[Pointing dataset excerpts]
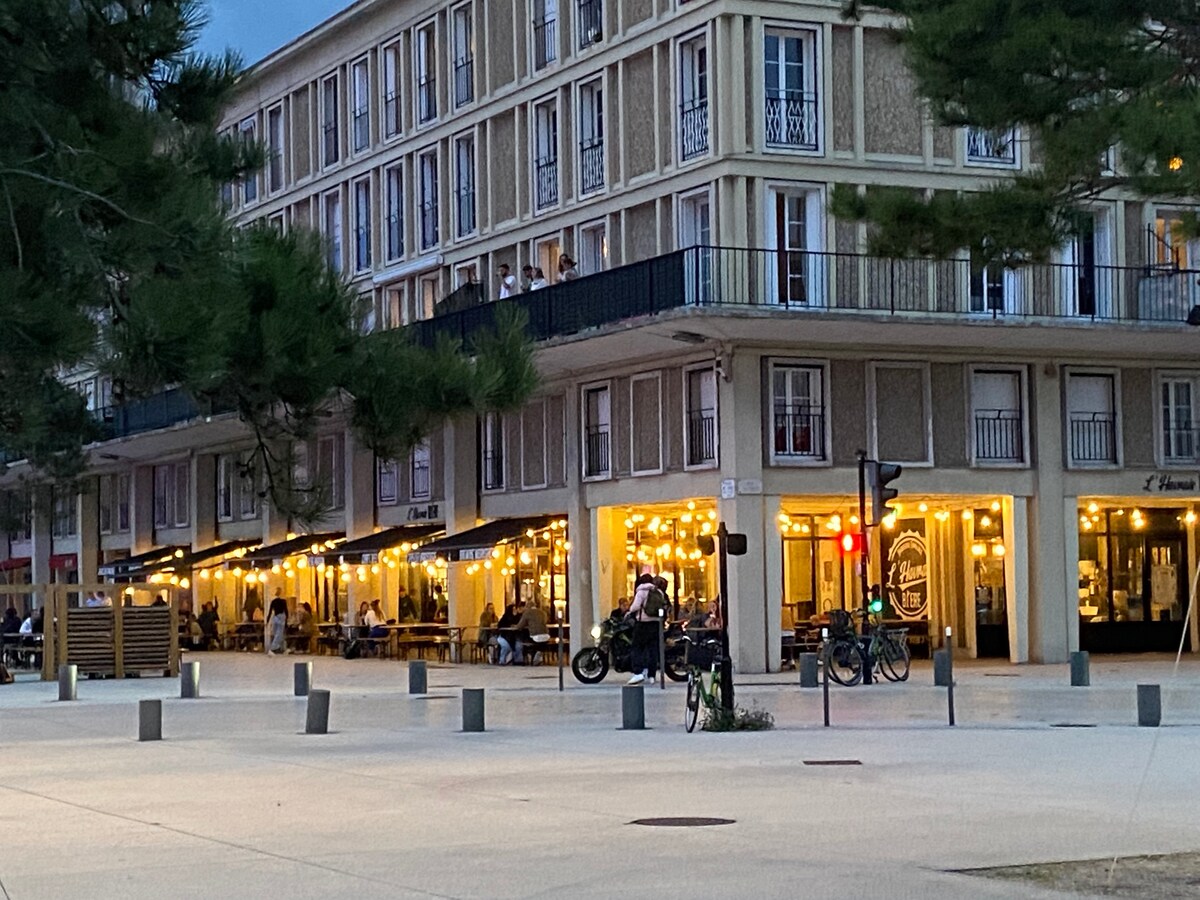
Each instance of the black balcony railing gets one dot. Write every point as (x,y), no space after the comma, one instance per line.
(792,119)
(545,42)
(999,436)
(592,165)
(595,451)
(546,183)
(799,432)
(1092,438)
(694,129)
(701,436)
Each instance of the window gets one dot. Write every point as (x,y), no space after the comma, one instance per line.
(333,227)
(999,417)
(426,82)
(250,183)
(1179,420)
(597,432)
(545,119)
(171,495)
(329,149)
(419,469)
(361,225)
(798,412)
(545,33)
(492,444)
(465,184)
(387,483)
(394,189)
(700,435)
(275,149)
(591,19)
(991,148)
(463,57)
(693,99)
(592,174)
(1091,419)
(391,90)
(790,70)
(361,83)
(429,172)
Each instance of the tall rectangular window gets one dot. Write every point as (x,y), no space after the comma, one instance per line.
(394,190)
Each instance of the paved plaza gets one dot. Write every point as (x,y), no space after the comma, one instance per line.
(396,802)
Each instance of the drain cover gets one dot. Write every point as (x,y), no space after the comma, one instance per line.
(683,821)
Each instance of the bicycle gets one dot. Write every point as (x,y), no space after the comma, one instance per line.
(703,687)
(845,653)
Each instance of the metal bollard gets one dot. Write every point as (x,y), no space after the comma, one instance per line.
(473,709)
(1080,670)
(301,678)
(418,679)
(1150,706)
(190,681)
(69,677)
(633,707)
(317,719)
(149,720)
(808,670)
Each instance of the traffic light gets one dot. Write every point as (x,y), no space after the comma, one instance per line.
(879,475)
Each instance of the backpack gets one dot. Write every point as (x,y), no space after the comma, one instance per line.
(655,604)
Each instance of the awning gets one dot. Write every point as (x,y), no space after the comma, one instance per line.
(367,550)
(150,559)
(478,543)
(294,546)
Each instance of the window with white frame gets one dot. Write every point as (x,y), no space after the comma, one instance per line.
(361,225)
(249,130)
(545,123)
(592,166)
(329,143)
(391,124)
(798,412)
(1091,419)
(172,508)
(360,82)
(275,173)
(394,211)
(465,185)
(997,415)
(693,99)
(463,55)
(792,119)
(597,431)
(1177,417)
(427,165)
(426,75)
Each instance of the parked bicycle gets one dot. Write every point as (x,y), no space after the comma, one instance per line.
(703,661)
(885,648)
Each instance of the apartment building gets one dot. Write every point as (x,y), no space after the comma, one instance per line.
(725,354)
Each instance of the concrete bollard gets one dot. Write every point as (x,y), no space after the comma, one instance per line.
(69,677)
(473,709)
(808,670)
(1150,706)
(190,681)
(301,678)
(633,707)
(317,719)
(149,720)
(418,678)
(1080,670)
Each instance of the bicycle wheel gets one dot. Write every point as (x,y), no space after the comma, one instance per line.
(845,663)
(691,711)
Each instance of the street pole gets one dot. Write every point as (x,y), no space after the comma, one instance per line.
(723,580)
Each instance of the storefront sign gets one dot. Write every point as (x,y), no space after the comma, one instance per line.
(907,569)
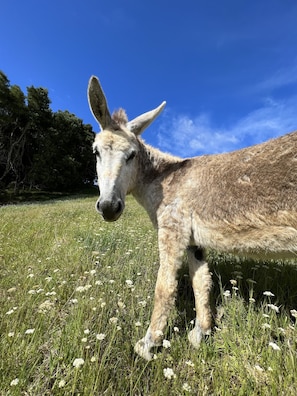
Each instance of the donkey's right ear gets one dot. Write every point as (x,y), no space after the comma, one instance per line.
(98,103)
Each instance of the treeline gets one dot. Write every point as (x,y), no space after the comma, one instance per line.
(39,148)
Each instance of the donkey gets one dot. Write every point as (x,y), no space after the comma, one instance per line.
(243,202)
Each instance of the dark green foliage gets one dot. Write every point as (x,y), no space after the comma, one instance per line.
(40,149)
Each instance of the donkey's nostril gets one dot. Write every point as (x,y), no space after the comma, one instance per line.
(110,210)
(120,207)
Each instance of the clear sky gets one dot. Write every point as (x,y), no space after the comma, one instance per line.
(227,68)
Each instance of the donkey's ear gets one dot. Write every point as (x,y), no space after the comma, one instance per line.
(98,103)
(141,122)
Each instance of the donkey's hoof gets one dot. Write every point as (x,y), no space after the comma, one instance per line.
(142,349)
(195,337)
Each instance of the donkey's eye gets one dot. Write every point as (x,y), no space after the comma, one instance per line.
(131,156)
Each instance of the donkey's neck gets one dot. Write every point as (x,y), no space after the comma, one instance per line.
(154,167)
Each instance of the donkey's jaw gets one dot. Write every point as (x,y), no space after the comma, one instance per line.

**What is being asked**
Please rewrite the records above with each "one dot" changed to "a single dot" and everything else left as it is. Leave the pictures out of your answer.

**Solution to this exercise**
Each instance of the black balcony railing gets a single dot. Write every point as (x,y), no space after the comma, one instance per line.
(792,119)
(545,42)
(999,436)
(592,165)
(595,451)
(546,183)
(799,432)
(1092,438)
(694,129)
(701,436)
Each instance of the window gets a single dot. Write every point as (x,y), no space after the comma, one instance per line.
(333,227)
(999,417)
(426,82)
(250,183)
(1179,420)
(597,432)
(545,119)
(171,495)
(329,149)
(419,469)
(361,225)
(798,412)
(545,33)
(492,444)
(465,184)
(387,483)
(394,189)
(700,435)
(275,149)
(591,19)
(991,148)
(463,57)
(693,99)
(592,174)
(1091,419)
(391,90)
(790,70)
(361,83)
(429,172)
Each instance of the tall rectangular window gets a single dot. Write every point as (x,y), no space after the comma, one instance per line.
(394,190)
Each instance of the paved plaza gets a single dot. Write every point as (x,y), no space after the comma, one instance per line.
(396,802)
Each instance of the drain cover gets a single dot. Write every point as (x,y), no space after the comma, one instance per line.
(683,821)
Each instance of the bicycle gets a single dot. Write every point as (x,y), no space after the comma, one instance per line.
(703,687)
(845,653)
Each instance of the metal bollard gets a single dot. Write every point as (x,y), no space after the comma, one instance per line.
(473,709)
(1080,670)
(301,678)
(418,679)
(1150,706)
(190,681)
(69,677)
(633,707)
(317,719)
(149,720)
(808,670)
Each instance of the traffic light gets a single dot. Write every point as (x,y), no space after the comma, one instance per line.
(879,475)
Each instance of the backpack gets a single dot. Write every point as (x,y), no space after the comma, one instance per line.
(655,604)
Each instance of the awning gets a single dot. Write every point as (x,y), no space after the comma, one instance per line.
(367,550)
(150,559)
(478,543)
(294,546)
Each instance of the window with white frame gets a single dot. Write every point as (x,y), no space after the comma, one instance per line.
(361,225)
(249,130)
(545,123)
(592,166)
(329,143)
(391,124)
(798,412)
(1091,419)
(172,508)
(360,82)
(275,173)
(394,211)
(465,185)
(997,415)
(693,99)
(463,55)
(792,119)
(597,431)
(1177,417)
(427,165)
(426,75)
Each instance of the parked bicycle gets a single dot. Write every point as (x,y), no space after the comma, one instance per line.
(703,661)
(885,648)
Each instance of the apartment building gets a single dot. Write every point as (x,y), no space after the comma, one instance per line.
(725,354)
Each instance of the concrete bollard gets a single dot. Write every point as (x,y), no space after the comma, one instance per line.
(69,677)
(473,709)
(808,670)
(1150,706)
(190,681)
(301,678)
(633,707)
(317,719)
(149,720)
(418,678)
(1080,670)
Each instance of the bicycle wheel gets a single dot. Write every point as (x,y), no space after the comma, one instance per line.
(845,663)
(691,711)
Each instance of the street pole gets a single dot. Write every point as (x,y), no space after the comma, one instance per line.
(723,580)
Each instance of the storefront sign gets a single dot. Write every point as (x,y), no space after the comma, one instance per line.
(907,569)
Each instance of the donkey's right ear gets a single dot. Write every point as (x,y), no space after the comma, one instance per line.
(98,103)
Each instance of the treeline gets a single dot. Write every point as (x,y), no space after the comma, one instance per line.
(39,148)
Each instance of the donkey gets a single dot. Write every point as (x,y), no space after the comma, one instance per line.
(243,202)
Each instance of the dark green foliage gets a single dot. Write every point as (x,y), no space after the comma, one instance per line.
(40,149)
Each instance of the donkey's nostril gets a single dot. Write every point as (x,y), no space after the comma, one instance per line.
(110,210)
(120,207)
Each instance of the clear sky gets a single dot. Write every point as (x,y), no space after the comma, one instance per line.
(227,68)
Each instance of the donkey's ear gets a single dot. Write every point as (x,y), no space after the comma, one instance per line.
(98,103)
(141,122)
Each instance of the donkey's hoof gets a single dot. Write every point as (x,y), no space after the comma, one instance per line.
(142,349)
(195,337)
Each instance of the donkey's eye gets a single dot. Write every point as (x,y), no space after the comma, one instance per line.
(131,156)
Each instance of the donkey's neck gets a single dot. Write every point as (x,y), no space after the comma, one instance per line.
(154,167)
Each instance of the donkey's jaw gets a single dot. Write every point as (x,y), no space after the comma, one instance per line.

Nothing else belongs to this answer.